Masyarakat yang terlibat dalam pembangunan ketahanan pangan meliputi produsen,
pengusaha, konsumen, aparatur pemerintah, perguruan tinggi, dan lembaga swadaya
masyarakat. Mengingat luasnya substansi dan banyaknya pelaku yang terlibat
dalam pengembangan sistem ketahanan pangan, maka kerja sama yang sinergis dan
terarah antar institusi dan komponen masyarakat sangat diperlukan. Pemantapan
ketahanan pangan hanya dapat diwujudkan melalui suatu kerja sama yang kolektif
dari seluruh pihak yang terkait (stakeholders), khususnya masyarakat produsen,
pengolah, pemasar dan konsumen pangan.
B. FAKTOR-FAKTOR YANG MEMPENGARUHI KETAHANAN PANGAN
Kinerja para pihak tersebut sangat
dipengaruhi oleh :
- Kondisi ekonomi, sosial, politik dan keamanan;
- Pelayanan prasarana publik bidang transportasi, perhubungan, telekomunikasi dan permodalan;
- Pelayanan kesehatan dan pendidikan;
- Pengembangan teknologi, perlindungan;
- Kelestarian sumberdaya alam dan lingkungan
Berbagai
upaya pemberdayaan untuk peningkatan kemandirian masyarakat khususnya
pemberdayaan petani dapat dilakukan melalui : Pertama, pemberdayaan dalam pengembangan untuk meningkatkan
produktivitas dan daya saing. Hal ini dapat dilaksanakan melalui kerjasama
dengan penyuluh dan peneliti. Teknologi yang dikembangkan harus berdasarkan
spesifik lokasi yang mempunyai keunggulan dalam kesesuaian dengan ekosistem
setempat dan memanfaatkan input yang tersedia di lokasi serta memperhatikan
keseimbangan lingkungan.
Pemberdayaan
masyarakat melalui pengembangan teknologi ini dapat dilakukan dengan
memanfaatkan hasil kegiatan penelitian yang telah dilakukan para peneliti.
Teknologi tersebut tentu yang benar-benar bisa dikerjakan petani di lapangan,
sedangkan penguasaan teknologinya dapat dilakukan melalui penyuluhan dan
penelitian. Dengan cara tersebut diharapkan akan berkontribusi langsung
terhadap peningkatan usahatani dan kesejahtraan petani.

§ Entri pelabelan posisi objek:

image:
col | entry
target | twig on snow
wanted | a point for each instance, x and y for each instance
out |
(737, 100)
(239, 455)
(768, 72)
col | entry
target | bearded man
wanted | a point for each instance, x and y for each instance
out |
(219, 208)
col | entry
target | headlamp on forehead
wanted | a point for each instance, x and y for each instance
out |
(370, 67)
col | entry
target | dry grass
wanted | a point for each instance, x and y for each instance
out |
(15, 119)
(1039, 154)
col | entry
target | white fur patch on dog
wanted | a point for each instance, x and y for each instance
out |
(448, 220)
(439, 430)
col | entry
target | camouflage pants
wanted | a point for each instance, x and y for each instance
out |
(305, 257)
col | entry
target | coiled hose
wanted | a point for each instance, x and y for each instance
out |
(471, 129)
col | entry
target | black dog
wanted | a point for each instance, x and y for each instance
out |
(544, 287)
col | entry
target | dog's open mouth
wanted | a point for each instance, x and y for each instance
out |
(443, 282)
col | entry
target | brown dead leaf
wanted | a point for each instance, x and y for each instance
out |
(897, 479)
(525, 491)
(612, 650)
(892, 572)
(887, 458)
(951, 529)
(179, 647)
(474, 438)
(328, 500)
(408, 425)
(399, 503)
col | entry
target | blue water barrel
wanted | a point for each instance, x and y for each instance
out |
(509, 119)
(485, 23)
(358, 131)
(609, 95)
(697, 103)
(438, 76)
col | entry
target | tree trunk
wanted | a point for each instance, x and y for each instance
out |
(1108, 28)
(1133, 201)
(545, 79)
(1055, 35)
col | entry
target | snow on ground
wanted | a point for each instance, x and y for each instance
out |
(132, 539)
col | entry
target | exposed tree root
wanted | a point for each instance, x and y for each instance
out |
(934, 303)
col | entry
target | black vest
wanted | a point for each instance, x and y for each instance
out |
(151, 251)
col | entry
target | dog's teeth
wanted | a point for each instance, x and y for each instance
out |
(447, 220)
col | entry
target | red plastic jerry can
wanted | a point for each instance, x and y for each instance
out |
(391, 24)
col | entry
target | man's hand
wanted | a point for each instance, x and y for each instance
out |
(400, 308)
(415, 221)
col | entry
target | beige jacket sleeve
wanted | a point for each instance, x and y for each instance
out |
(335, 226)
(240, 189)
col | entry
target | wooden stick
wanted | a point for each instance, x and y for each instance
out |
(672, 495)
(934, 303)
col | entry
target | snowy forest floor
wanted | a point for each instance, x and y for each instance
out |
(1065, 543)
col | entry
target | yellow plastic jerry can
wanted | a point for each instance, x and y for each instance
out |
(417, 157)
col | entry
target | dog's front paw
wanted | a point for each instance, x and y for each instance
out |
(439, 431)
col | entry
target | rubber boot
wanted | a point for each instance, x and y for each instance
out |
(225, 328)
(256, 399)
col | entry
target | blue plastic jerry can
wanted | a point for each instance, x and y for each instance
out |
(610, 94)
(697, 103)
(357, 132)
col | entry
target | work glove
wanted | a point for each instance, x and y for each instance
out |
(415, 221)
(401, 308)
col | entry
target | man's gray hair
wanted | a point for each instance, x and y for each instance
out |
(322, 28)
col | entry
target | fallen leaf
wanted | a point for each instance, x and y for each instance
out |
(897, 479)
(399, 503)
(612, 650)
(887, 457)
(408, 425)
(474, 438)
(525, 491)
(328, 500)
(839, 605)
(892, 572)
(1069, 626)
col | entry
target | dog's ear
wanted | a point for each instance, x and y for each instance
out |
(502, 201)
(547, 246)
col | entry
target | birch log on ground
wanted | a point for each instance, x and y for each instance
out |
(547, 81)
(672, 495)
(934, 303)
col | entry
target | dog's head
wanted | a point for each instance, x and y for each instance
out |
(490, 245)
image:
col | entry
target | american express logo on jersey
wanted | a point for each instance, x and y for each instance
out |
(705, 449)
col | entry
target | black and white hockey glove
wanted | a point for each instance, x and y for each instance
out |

§ Tugas:
• 1. Tampilkan kembali bagian teks tentang ketahanan pangan dari "Teknologi tersebut tentu" sampai "dan kesejahtraan petani." tanpa mengubah satu kata pun.
• 2. Menurut teks tentang ketahanan pangan, melalui kerja sama dengan siapa pemberdayaan untuk meningkatkan produktivitas dan daya saing dapat dilaksanakan?

§ Kunci Jawaban:
• 1.
Teknologi tersebut tentu yang benar-benar bisa dikerjakan petani di lapangan,
sedangkan penguasaan teknologinya dapat dilakukan melalui penyuluhan dan
penelitian. Dengan cara tersebut diharapkan akan berkontribusi langsung
terhadap peningkatan usahatani dan kesejahtraan petani.

• 2. Melalui kerja sama dengan penyuluh dan peneliti.